Records from a collection
- - - -

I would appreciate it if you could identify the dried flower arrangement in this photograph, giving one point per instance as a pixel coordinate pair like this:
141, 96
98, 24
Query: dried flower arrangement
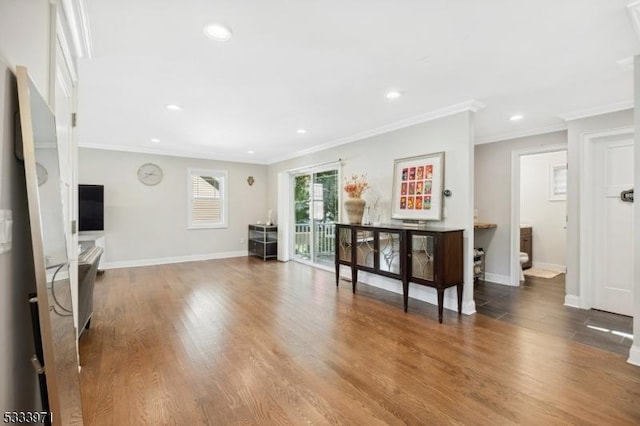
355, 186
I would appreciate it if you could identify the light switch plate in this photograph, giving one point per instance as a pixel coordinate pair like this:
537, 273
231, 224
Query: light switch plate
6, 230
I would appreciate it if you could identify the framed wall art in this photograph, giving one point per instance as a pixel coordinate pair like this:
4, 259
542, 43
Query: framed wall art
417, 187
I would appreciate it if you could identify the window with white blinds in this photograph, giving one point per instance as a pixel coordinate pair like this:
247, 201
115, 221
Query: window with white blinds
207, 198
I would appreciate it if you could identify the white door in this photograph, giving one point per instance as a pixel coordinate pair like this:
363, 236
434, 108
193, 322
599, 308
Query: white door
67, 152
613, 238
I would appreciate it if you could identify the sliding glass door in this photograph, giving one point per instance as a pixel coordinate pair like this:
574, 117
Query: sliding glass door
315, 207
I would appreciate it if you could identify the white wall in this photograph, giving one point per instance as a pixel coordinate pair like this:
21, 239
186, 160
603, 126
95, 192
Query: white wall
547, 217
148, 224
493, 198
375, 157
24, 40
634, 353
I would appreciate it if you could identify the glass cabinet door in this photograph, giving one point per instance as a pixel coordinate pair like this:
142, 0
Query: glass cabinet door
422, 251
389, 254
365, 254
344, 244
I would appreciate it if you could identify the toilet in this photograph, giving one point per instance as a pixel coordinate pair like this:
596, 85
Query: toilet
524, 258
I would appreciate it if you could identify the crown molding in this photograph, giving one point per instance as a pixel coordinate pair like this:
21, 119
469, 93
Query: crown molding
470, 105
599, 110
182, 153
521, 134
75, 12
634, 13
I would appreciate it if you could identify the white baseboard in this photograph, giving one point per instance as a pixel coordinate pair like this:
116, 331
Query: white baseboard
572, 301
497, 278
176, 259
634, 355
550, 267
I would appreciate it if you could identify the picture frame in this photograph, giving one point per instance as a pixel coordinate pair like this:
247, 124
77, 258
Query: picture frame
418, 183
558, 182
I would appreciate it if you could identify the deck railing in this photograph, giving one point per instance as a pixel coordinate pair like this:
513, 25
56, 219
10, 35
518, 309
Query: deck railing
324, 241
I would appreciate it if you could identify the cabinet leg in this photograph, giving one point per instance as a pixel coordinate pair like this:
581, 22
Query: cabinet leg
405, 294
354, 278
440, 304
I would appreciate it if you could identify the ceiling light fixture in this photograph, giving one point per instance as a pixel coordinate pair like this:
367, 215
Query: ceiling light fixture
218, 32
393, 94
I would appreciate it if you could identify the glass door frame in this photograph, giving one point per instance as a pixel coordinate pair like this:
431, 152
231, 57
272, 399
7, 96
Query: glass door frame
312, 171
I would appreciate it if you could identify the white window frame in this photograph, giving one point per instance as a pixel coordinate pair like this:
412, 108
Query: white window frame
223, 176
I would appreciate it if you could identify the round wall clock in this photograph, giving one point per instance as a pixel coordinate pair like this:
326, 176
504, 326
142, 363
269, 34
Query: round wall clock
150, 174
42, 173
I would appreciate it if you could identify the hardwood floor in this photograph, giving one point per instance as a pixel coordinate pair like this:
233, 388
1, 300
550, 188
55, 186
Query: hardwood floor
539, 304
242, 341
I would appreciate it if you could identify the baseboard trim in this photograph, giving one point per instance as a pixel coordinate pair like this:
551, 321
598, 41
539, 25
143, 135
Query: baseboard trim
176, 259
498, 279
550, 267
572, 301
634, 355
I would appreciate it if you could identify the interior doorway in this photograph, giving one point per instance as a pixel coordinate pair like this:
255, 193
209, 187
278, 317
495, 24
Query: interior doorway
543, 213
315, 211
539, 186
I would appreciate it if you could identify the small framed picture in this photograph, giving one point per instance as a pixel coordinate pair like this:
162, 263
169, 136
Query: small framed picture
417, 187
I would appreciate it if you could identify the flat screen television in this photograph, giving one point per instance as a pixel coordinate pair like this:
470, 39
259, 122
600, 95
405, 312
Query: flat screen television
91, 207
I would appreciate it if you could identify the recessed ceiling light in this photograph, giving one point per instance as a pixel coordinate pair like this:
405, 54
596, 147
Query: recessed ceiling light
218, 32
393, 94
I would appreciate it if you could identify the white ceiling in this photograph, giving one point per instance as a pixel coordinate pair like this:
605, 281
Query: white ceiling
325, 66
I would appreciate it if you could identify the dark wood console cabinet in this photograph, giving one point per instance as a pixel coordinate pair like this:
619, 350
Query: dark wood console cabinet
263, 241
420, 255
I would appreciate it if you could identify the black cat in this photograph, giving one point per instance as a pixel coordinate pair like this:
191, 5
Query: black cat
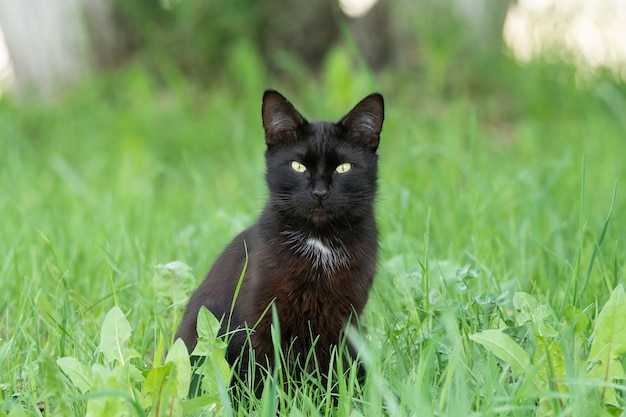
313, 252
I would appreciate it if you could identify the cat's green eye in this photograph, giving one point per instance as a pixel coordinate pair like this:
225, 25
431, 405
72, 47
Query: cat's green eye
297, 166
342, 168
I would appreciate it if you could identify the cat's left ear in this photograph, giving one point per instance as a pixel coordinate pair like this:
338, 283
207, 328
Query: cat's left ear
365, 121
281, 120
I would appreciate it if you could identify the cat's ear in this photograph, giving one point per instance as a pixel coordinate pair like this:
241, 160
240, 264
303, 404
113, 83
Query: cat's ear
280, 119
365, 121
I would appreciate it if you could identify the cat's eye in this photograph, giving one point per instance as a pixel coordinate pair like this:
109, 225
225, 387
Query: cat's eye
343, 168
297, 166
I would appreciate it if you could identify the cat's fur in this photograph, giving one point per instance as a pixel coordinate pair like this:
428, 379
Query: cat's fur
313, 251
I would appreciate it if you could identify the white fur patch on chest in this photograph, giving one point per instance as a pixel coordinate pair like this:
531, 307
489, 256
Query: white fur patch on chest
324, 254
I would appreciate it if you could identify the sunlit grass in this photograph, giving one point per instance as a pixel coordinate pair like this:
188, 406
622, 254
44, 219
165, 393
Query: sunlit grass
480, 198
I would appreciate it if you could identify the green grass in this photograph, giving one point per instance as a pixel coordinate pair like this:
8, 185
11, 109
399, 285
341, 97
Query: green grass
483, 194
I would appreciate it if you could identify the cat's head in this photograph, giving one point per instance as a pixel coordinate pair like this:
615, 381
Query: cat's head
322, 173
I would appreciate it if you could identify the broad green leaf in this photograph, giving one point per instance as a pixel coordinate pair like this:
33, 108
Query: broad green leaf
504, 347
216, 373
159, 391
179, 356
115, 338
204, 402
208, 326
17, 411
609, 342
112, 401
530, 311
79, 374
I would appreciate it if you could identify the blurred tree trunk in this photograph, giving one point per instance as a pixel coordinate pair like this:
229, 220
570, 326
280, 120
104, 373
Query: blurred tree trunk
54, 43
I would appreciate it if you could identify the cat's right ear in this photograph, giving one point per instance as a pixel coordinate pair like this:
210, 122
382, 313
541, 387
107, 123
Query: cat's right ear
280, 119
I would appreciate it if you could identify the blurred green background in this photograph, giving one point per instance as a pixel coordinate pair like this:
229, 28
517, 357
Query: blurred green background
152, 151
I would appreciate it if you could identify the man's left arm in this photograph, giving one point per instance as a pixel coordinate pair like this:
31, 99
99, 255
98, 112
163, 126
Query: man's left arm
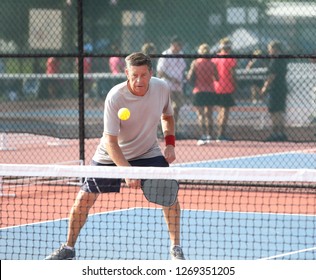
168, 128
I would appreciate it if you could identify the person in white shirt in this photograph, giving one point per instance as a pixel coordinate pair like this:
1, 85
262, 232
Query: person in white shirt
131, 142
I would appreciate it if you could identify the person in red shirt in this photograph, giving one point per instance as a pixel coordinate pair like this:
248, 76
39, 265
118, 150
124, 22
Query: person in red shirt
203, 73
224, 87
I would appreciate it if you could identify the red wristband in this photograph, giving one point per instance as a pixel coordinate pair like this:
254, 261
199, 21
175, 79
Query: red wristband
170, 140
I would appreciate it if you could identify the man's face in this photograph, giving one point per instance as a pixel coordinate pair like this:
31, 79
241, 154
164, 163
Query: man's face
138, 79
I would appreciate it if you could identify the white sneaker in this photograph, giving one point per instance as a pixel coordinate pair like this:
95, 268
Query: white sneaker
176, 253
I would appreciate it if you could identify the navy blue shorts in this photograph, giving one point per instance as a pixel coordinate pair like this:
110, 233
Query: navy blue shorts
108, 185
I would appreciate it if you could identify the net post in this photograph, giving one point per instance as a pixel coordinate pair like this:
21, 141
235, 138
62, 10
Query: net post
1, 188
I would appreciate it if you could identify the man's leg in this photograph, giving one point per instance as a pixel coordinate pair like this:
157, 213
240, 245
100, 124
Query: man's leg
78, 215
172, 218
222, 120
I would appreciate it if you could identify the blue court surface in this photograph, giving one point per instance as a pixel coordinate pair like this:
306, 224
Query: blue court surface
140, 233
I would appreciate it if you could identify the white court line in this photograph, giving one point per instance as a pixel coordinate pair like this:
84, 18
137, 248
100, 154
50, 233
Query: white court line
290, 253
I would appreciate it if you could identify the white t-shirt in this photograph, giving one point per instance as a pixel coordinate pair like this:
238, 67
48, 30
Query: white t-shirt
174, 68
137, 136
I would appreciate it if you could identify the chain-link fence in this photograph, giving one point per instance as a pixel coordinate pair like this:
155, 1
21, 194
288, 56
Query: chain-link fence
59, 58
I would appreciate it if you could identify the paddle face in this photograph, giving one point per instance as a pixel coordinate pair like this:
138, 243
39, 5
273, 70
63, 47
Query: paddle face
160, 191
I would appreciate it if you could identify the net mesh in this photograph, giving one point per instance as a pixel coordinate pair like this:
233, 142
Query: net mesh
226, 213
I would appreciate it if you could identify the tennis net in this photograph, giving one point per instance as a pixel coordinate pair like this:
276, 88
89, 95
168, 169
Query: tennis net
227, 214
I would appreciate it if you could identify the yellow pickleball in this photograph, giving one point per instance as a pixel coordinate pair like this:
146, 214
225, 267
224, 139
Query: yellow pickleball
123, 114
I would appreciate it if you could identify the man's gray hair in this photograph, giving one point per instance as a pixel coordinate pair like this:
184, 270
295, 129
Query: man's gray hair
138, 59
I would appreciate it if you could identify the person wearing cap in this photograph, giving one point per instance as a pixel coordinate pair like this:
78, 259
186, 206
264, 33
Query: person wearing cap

- - - -

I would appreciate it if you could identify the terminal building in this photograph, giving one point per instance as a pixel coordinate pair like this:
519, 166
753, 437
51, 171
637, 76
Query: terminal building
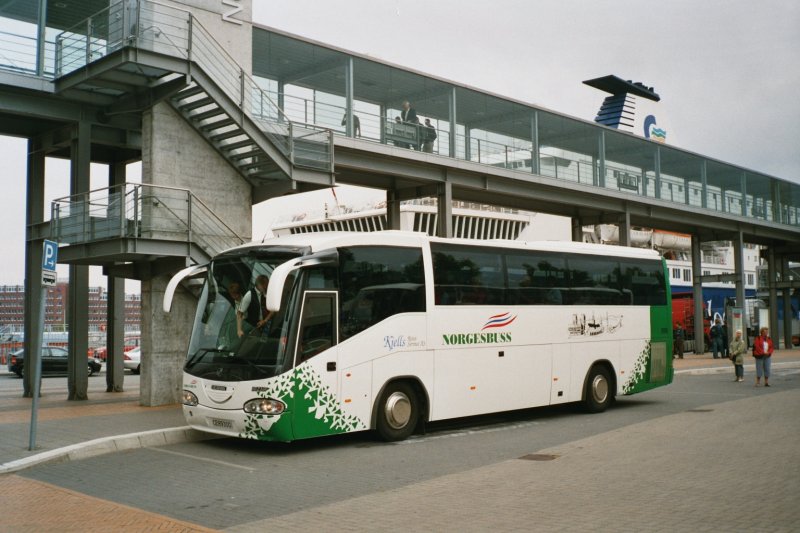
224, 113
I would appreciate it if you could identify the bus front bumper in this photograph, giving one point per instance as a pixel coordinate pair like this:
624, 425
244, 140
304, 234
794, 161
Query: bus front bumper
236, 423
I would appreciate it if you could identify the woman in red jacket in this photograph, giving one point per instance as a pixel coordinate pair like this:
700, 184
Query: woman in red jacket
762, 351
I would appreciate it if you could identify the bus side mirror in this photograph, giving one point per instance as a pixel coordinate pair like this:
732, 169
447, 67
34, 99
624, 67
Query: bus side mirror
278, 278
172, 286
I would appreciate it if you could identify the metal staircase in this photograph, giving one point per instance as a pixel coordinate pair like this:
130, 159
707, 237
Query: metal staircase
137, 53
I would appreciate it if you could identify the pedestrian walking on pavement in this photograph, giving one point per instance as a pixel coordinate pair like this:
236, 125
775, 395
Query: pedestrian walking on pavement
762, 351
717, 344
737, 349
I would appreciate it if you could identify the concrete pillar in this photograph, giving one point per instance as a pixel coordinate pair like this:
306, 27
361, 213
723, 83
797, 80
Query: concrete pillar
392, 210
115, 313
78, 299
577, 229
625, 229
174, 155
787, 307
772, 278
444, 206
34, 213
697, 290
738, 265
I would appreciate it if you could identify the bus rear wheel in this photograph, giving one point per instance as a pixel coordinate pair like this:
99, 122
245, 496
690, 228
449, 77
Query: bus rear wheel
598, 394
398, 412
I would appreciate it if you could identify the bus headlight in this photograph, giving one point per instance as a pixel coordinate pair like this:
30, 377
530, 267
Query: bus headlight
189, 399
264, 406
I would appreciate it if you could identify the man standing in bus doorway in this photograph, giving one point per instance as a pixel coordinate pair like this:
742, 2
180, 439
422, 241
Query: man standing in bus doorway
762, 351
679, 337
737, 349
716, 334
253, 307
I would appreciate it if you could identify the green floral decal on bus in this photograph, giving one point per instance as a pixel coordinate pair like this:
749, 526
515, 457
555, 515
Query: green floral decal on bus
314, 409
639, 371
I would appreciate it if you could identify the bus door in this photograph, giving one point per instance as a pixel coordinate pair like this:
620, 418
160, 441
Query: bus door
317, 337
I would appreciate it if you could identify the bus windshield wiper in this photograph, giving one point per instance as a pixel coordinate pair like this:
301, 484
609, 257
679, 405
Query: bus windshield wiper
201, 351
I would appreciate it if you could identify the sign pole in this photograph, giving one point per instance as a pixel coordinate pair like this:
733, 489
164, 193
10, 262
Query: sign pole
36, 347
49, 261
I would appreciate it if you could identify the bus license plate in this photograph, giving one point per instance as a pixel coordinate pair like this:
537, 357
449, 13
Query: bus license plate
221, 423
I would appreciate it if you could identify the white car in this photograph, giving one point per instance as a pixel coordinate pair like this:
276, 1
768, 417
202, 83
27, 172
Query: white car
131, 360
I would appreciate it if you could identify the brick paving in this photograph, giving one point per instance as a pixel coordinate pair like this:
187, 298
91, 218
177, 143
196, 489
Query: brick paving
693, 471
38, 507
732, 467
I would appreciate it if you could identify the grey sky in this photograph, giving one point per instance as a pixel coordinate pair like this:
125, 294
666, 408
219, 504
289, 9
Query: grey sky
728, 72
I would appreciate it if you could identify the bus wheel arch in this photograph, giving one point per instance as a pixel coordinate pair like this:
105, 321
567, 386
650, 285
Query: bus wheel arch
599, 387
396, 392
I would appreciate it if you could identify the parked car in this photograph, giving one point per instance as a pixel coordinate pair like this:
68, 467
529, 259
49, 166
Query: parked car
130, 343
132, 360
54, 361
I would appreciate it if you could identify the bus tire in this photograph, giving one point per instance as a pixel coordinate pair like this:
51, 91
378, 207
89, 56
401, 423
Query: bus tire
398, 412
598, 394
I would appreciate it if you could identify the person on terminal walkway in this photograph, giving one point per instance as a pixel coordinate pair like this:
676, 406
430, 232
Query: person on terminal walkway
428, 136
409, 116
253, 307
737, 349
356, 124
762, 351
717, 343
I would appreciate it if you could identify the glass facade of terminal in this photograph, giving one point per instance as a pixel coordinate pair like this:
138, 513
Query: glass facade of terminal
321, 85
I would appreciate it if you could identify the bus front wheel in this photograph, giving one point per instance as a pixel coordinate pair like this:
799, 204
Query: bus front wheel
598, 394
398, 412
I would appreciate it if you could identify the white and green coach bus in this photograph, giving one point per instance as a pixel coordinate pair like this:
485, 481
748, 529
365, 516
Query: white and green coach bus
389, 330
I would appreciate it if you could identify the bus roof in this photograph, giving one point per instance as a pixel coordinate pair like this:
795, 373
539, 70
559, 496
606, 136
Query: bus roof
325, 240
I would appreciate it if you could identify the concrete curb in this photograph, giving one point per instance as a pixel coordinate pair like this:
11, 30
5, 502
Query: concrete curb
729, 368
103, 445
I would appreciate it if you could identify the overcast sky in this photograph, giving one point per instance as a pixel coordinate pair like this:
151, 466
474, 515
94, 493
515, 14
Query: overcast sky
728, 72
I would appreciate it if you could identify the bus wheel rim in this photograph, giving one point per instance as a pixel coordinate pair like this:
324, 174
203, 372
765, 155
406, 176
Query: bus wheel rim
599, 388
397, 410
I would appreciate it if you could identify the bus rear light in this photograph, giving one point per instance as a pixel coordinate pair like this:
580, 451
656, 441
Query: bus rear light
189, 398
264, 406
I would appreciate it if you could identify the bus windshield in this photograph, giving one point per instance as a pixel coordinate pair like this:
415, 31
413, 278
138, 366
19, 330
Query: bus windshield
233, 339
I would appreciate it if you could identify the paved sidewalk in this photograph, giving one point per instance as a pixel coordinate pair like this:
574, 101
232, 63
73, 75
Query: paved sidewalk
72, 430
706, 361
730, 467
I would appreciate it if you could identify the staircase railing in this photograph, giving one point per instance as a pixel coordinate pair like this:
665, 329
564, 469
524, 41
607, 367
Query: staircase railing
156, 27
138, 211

- - - -

- WHAT IS NEEDED
Pull out every line of the material that contains the string "broad", matching case exactly.

- COMPLETED EXERCISE
I would appreciate it if you could identify the broad green leaf in this photograph, giving one point per instance as a pixel coordinate pair like this:
Query: broad green leaf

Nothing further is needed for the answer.